[Stored material]

###

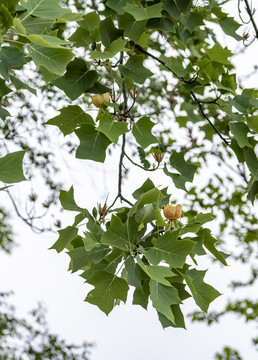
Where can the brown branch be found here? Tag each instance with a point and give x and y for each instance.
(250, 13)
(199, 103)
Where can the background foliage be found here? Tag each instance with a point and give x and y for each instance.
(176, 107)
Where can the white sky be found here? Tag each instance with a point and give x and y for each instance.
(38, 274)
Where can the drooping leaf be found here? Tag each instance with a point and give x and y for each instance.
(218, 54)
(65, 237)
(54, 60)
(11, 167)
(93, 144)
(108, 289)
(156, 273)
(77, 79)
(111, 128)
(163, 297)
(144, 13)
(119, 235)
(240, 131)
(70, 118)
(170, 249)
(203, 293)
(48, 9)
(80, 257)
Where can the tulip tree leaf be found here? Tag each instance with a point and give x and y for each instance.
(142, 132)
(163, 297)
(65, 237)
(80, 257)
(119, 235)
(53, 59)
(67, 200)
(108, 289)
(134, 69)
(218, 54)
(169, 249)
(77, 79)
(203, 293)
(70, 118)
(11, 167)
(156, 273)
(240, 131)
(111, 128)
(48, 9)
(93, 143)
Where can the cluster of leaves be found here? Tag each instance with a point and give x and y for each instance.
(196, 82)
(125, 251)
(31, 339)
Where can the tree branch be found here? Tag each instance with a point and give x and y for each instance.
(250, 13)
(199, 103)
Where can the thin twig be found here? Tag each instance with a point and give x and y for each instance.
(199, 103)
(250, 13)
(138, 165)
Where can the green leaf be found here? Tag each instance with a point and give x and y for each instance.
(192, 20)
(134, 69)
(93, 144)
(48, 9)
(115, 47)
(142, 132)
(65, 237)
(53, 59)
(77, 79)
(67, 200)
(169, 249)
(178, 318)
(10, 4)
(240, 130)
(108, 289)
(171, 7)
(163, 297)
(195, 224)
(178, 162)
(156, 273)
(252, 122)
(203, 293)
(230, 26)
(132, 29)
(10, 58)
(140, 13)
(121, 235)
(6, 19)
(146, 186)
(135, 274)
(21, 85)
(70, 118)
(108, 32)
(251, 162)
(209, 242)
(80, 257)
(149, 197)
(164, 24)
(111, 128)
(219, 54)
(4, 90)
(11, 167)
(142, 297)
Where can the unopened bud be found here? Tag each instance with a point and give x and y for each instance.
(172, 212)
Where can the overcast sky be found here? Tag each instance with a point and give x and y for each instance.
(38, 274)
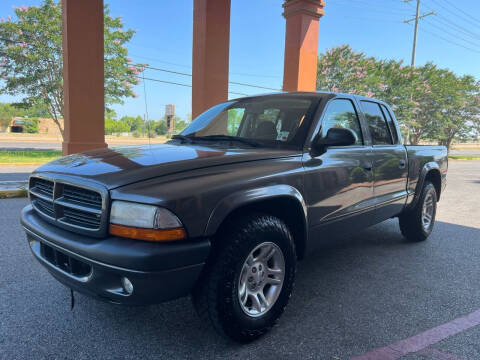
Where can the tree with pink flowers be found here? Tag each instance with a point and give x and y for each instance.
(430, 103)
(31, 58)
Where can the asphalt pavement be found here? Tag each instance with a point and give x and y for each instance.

###

Return every line of the material above word for word, leaving out the pictures.

Where can the brown branch be found here? Tag each instance with a point and give x and y for each instance.
(250, 13)
(199, 103)
Where can the background foliage be found here? Tag each instance with a point and give x and y for each instance.
(176, 107)
Where can the white sky be found here? Tag each instance with a point and give x and y for each instance.
(38, 274)
Where can the drooping leaf be found here? Tag each instance with a point and give x and y for each instance.
(218, 54)
(65, 237)
(54, 60)
(11, 167)
(93, 144)
(108, 289)
(156, 273)
(77, 79)
(111, 128)
(163, 297)
(144, 13)
(119, 235)
(240, 131)
(70, 118)
(170, 249)
(203, 293)
(48, 9)
(80, 257)
Where can the tulip tree leaf be found here? Tag each instance with a point and give x and y for each instance.
(142, 132)
(163, 297)
(65, 237)
(80, 257)
(119, 235)
(53, 59)
(67, 200)
(108, 289)
(134, 69)
(218, 54)
(169, 249)
(77, 79)
(203, 293)
(70, 118)
(11, 167)
(156, 273)
(240, 131)
(111, 128)
(48, 9)
(93, 143)
Where can the cluster of leaves be found here? Tag each instance with a point and give x and y for each instance.
(196, 82)
(125, 251)
(31, 339)
Where can the tree branch be found here? Tag each instance with a point and give x and y for each instance.
(250, 13)
(199, 103)
Where can the thin twig be found here? Tag each instance with a point and give x and y for each instance.
(199, 103)
(250, 13)
(138, 165)
Where can the green leaf be found here? Tag each instance with a point and give x and y for each instance.
(192, 20)
(134, 69)
(93, 144)
(48, 9)
(115, 47)
(142, 132)
(65, 237)
(53, 59)
(77, 79)
(67, 200)
(169, 249)
(178, 318)
(10, 4)
(240, 130)
(108, 289)
(171, 7)
(163, 297)
(195, 224)
(178, 162)
(156, 273)
(252, 122)
(203, 293)
(230, 26)
(132, 29)
(10, 58)
(140, 13)
(121, 235)
(6, 19)
(146, 186)
(135, 274)
(21, 85)
(70, 118)
(108, 32)
(251, 162)
(209, 242)
(80, 257)
(149, 197)
(164, 24)
(111, 128)
(219, 54)
(4, 90)
(11, 167)
(142, 297)
Where can the unopened bud be found here? Tag each instance with a point and give x and y for each instance.
(172, 212)
Where can the overcast sky be found here? Tag each instance with a point and give x and y for each instance.
(38, 274)
Where can the tree with pink flowers be found here? Tag each instance with a point and give x and y for each instance.
(430, 103)
(31, 58)
Where can the asphalt pavement be found here? Tag each instance with a point and give x and y for each instance.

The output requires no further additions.